Aim of the exercise: Print each of the following lines verbatim, keeping their order and changing nothing.

The records:
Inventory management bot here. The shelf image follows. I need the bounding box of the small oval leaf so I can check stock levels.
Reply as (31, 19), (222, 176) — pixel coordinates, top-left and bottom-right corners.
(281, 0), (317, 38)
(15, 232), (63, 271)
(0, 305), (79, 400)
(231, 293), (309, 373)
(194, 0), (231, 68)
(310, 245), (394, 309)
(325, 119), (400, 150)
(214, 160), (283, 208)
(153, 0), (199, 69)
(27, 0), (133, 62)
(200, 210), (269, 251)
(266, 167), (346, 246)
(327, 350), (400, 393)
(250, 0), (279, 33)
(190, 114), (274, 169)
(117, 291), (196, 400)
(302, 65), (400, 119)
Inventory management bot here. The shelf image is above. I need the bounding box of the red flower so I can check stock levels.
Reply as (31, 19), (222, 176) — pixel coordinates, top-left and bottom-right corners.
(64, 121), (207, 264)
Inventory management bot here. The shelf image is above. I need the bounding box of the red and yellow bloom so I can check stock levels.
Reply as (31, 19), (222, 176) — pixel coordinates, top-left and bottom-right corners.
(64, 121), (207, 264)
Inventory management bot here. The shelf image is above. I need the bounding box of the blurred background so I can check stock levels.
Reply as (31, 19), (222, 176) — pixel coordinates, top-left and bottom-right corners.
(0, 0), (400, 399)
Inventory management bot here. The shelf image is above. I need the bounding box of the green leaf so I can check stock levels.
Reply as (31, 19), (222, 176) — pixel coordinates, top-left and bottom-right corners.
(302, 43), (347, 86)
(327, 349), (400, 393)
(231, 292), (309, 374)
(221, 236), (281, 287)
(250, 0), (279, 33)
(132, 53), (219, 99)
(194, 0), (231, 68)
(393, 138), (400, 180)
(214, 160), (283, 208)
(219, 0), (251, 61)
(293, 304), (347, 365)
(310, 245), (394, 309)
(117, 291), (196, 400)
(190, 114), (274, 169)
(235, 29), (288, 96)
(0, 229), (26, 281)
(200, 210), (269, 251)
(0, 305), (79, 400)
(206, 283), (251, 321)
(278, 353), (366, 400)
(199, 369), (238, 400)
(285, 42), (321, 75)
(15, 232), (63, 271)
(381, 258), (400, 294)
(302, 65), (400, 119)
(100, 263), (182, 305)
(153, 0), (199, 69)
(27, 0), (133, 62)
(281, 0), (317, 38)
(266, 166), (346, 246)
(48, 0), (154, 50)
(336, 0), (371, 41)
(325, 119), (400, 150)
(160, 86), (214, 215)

Complete response:
Inventory management bot here. The shelf image follows. I need the bounding box of the small oval leaf so I can check stock levels.
Reply as (31, 19), (222, 176) — pixel coordinates, top-left and bottom-right corners.
(281, 0), (317, 38)
(15, 232), (63, 271)
(0, 305), (79, 400)
(231, 293), (309, 373)
(194, 0), (231, 68)
(310, 245), (394, 309)
(325, 119), (400, 150)
(214, 160), (283, 208)
(153, 0), (199, 69)
(27, 0), (133, 62)
(200, 210), (269, 251)
(266, 167), (346, 246)
(327, 350), (400, 393)
(250, 0), (279, 33)
(190, 114), (274, 169)
(117, 291), (196, 400)
(302, 65), (400, 119)
Inventory management bot here. The shelf image is above. I need the bounding box of the red flower so I can check stock levels.
Reply as (31, 19), (222, 176) — pixel coordinates, top-left and bottom-right corners.
(64, 121), (207, 264)
Inventory management bot here. The shelf image is above. I need the bounding box of the red and yellow bloom so I can check stock levels.
Reply as (31, 19), (222, 176) — pixel coordinates, top-left and bottom-right corners.
(64, 121), (207, 264)
Inventory management bot here. The shelf image is above. I need the bounding box of the blurred background so I can check stock levels.
Reply as (31, 19), (222, 176) — pixel coordinates, top-left and bottom-right corners.
(0, 0), (400, 399)
Inventory management bot here. The shelf image is above. I need the bounding box of the green leaf so I can check stock levels.
Reply as (31, 19), (222, 176) — pixel coordinates, top-left and bottom-right corners.
(302, 43), (347, 86)
(327, 349), (400, 393)
(231, 292), (309, 374)
(221, 236), (281, 287)
(250, 0), (279, 33)
(132, 53), (219, 99)
(194, 0), (231, 68)
(393, 138), (400, 180)
(214, 160), (283, 208)
(219, 0), (251, 61)
(293, 304), (347, 365)
(310, 245), (394, 309)
(117, 291), (196, 400)
(190, 114), (274, 169)
(235, 29), (288, 96)
(0, 229), (26, 281)
(200, 210), (269, 251)
(0, 305), (79, 400)
(206, 283), (251, 321)
(278, 353), (366, 400)
(199, 369), (238, 400)
(285, 42), (321, 75)
(15, 232), (63, 271)
(381, 258), (400, 294)
(302, 65), (400, 119)
(100, 263), (182, 305)
(153, 0), (199, 69)
(27, 0), (133, 62)
(281, 0), (317, 38)
(266, 166), (346, 246)
(48, 0), (154, 50)
(336, 0), (371, 41)
(325, 119), (400, 150)
(160, 86), (214, 215)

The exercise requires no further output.